▶ [SELECTED EXTRACT]:
****************
The dodo is, as we know, a little bit extinct. And while there have been some sightings in the 1990s on Mauritius of a strange bird, the island is significantly small enough that these can likely be discounted. So if the bird were to be revived, it'd have to be done via genetic engineering.
The chance of this is compounded by a few problems. The first is that we don't actually have much dodo "material" (for want of a better word) around; in fact, there's just a single head and foot in Oxford, and a single skeleton in Mauritius. The second is that it's somewhat a nih-nor situation anyway: the dodo DNA that we do have is decomposed to such an extent that creating a living dodo from it is nigh on impossible. As the Sunday Times science correspondant put it:
Once scientists have worked out the key genes that made the dodo unique, they could then create genetically engineered DNA to put into the nucleus of an egg and hatch a dodo-like bird using one of the pigeons identified by Cooper's survey. It would, however, be almost impossible to recreate a perfect dodo, because its genetic code, which survives only in tiny fragments, could never be worked out to a sufficiently high degree of accuracy, said Dr Ken Joysey, a palaeontologist at Cambridge University. Source: The Sunday Times, 21 March 1999, by Steve Farrar.
****************
▶ [TASKS TO COMPLETE]:
(1) Write out the stretch of the passage on reviving the dodo from "The dodo is, as" through "via genetic engineering.", word for word.
(2) Answer these questions from the passage on reviving the dodo:
(a) In which city is the single dodo head and foot kept?
(b) At which university is Dr Ken Joysey a palaeontologist?
(c) In which newspaper, and on what date, did the quoted report appear?

Spatial localization data:
****************
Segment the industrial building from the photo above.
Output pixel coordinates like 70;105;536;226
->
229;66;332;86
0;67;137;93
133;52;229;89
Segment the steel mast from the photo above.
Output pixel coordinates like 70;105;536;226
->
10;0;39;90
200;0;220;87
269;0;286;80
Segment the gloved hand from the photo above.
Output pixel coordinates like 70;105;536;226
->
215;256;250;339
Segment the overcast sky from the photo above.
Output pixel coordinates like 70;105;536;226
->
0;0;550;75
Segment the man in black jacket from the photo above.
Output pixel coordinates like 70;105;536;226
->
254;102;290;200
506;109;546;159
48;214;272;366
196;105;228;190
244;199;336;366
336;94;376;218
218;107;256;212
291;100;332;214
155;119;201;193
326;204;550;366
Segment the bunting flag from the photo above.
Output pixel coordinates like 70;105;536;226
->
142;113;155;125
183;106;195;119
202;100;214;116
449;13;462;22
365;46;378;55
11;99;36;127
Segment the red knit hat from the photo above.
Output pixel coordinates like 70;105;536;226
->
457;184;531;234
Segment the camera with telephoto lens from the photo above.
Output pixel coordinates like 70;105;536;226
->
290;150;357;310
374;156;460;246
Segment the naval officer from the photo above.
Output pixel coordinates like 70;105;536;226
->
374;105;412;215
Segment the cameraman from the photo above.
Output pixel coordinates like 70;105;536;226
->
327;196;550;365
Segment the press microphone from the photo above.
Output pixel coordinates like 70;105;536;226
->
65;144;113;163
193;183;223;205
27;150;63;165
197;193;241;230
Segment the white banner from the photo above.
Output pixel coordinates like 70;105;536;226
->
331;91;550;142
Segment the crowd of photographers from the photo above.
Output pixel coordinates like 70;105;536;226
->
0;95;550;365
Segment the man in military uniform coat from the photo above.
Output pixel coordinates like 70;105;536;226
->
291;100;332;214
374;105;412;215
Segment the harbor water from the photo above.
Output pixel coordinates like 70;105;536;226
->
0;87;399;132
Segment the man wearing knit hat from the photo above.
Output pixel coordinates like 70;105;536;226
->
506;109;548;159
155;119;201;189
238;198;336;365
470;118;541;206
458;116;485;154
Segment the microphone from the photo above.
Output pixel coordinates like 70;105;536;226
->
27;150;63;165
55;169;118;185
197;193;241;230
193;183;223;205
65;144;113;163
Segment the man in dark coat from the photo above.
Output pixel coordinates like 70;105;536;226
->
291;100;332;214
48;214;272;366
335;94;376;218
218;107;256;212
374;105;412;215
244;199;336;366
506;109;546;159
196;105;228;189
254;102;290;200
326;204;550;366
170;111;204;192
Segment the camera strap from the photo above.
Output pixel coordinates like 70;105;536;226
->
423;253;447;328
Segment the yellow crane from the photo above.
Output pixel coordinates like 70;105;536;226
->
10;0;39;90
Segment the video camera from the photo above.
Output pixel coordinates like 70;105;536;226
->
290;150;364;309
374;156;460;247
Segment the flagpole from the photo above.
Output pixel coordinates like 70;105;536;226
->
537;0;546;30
****************
▶ [SOLUTIONS TO EACH TASK]:
(1)
The dodo is, as we know, a little bit extinct. And while there have been some sightings in the 1990s on Mauritius of a strange bird, the island is significantly small enough that these can likely be discounted. So if the bird were to be revived, it'd have to be done via genetic engineering.

(2)
(a) Oxford
(b) Cambridge University
(c) The Sunday Times, 21 March 1999